▸ EXERCISE: Present every line of the records below as a Markdown table with the columns "Row" and "Line", skipping blank lines. Leave the pictures out of your answer.

Object position labeling records:
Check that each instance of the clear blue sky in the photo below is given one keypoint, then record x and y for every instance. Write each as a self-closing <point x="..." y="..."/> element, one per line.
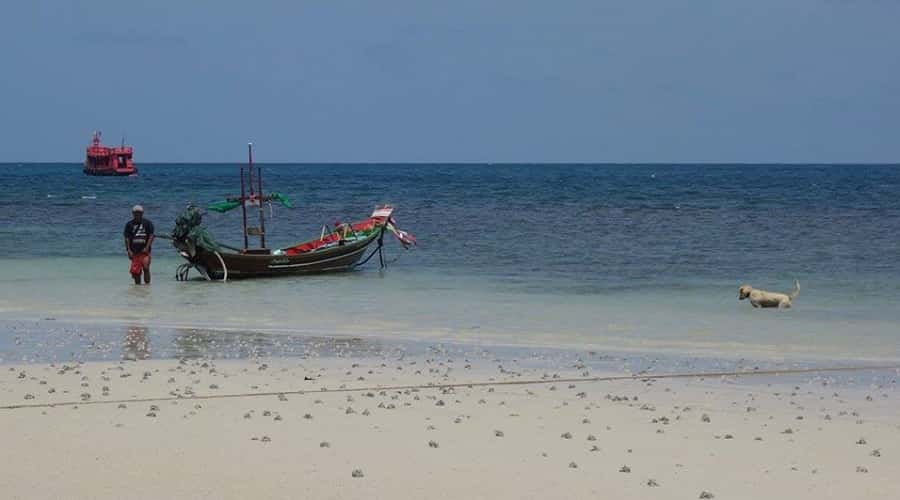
<point x="505" y="80"/>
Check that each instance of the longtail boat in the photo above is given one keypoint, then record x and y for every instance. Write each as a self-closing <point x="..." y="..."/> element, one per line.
<point x="336" y="249"/>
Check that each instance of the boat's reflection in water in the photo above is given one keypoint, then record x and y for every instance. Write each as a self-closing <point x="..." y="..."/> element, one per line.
<point x="136" y="345"/>
<point x="224" y="344"/>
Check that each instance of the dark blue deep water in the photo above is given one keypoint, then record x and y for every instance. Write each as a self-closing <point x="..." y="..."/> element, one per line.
<point x="574" y="228"/>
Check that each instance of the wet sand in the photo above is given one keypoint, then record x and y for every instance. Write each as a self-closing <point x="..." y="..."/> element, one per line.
<point x="347" y="436"/>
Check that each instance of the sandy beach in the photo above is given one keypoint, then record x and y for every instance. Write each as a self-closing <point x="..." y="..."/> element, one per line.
<point x="378" y="427"/>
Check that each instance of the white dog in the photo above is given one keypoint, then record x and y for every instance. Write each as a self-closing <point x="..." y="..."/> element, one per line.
<point x="762" y="298"/>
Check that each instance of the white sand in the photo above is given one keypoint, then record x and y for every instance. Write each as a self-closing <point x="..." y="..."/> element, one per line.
<point x="231" y="447"/>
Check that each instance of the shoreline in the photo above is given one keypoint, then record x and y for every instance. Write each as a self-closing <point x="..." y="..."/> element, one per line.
<point x="110" y="333"/>
<point x="318" y="420"/>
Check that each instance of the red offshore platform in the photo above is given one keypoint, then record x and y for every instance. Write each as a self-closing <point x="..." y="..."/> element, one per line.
<point x="105" y="160"/>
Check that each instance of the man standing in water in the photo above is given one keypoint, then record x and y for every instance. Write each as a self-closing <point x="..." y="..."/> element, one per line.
<point x="138" y="240"/>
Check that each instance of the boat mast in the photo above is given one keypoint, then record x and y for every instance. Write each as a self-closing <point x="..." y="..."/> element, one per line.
<point x="244" y="198"/>
<point x="262" y="212"/>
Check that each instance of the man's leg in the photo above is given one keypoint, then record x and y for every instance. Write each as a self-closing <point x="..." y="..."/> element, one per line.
<point x="147" y="269"/>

▸ RESULT OF THE EXERCISE:
| Row | Line |
|---|---|
| 1 | Check that each instance of the clear blue sky in the photo below is given one keypoint, then record x and y for every instance. Write each as a self-closing <point x="..." y="..."/> element, one per line. |
| 2 | <point x="505" y="80"/> |
| 3 | Check that each instance of the longtail boat in the photo above is given one keypoint, then record x and y for every instance. Write each as a self-closing <point x="..." y="..."/> element, one per line. |
| 4 | <point x="336" y="249"/> |
| 5 | Check that each instance of the boat's reflection in water in the photo above is given one keypoint, then record x and y for every instance. Write each as a self-closing <point x="..." y="..."/> element, one per line. |
| 6 | <point x="136" y="345"/> |
| 7 | <point x="224" y="344"/> |
| 8 | Check that each instance of the dark blue deep water in the photo above is given one keypoint, then record x and y for every instance. Write each as a self-closing <point x="..." y="..."/> element, one per line. |
| 9 | <point x="574" y="228"/> |
| 10 | Check that each instance of the wet sand in the photo above is given one keypoint, then record x and y for every instance. Write each as a self-closing <point x="..." y="..."/> element, one per line. |
| 11 | <point x="347" y="436"/> |
| 12 | Check that each instance of the sandy beach in the photo above is given one keypoint, then record x and y for every instance. Write each as a self-closing <point x="..." y="..."/> element, one per line. |
| 13 | <point x="378" y="427"/> |
| 14 | Check that each instance of the white dog in the photo above is given one keypoint, then record x and y for every instance. Write each as a self-closing <point x="..." y="..."/> element, one per line. |
| 15 | <point x="762" y="298"/> |
| 16 | Check that each instance of the white sand in the photo above is given one keypoint, then record x and y for every instance. Write each as a self-closing <point x="..." y="..."/> element, one per line. |
| 17 | <point x="231" y="447"/> |
| 18 | Check that each instance of the shoreline in the photo above is given one keypoint, then record x and y for every instance. Write each as a self-closing <point x="..." y="..."/> element, one per line. |
| 19 | <point x="110" y="333"/> |
| 20 | <point x="318" y="420"/> |
| 21 | Check that each instance of the red offshore platform in the photo above is given one keypoint, then record x and y for every instance. Write each as a self-closing <point x="..." y="..."/> element, one per line. |
| 22 | <point x="105" y="160"/> |
| 23 | Check that each instance of the man standing in water in the photo above is given one keypoint, then record x and y for every instance. Write each as a self-closing <point x="..." y="..."/> element, one per line. |
| 24 | <point x="138" y="240"/> |
| 25 | Check that each instance of the boat mast in the photo above is given one keypoint, then record x and y for every instance. Write each as a self-closing <point x="..." y="..."/> element, one per line. |
| 26 | <point x="244" y="198"/> |
| 27 | <point x="262" y="212"/> |
| 28 | Check that each instance of the man's leg in the photo above is given one keypoint, then record x and y for every instance. Write each as a self-closing <point x="..." y="..."/> element, one per line. |
| 29 | <point x="147" y="269"/> |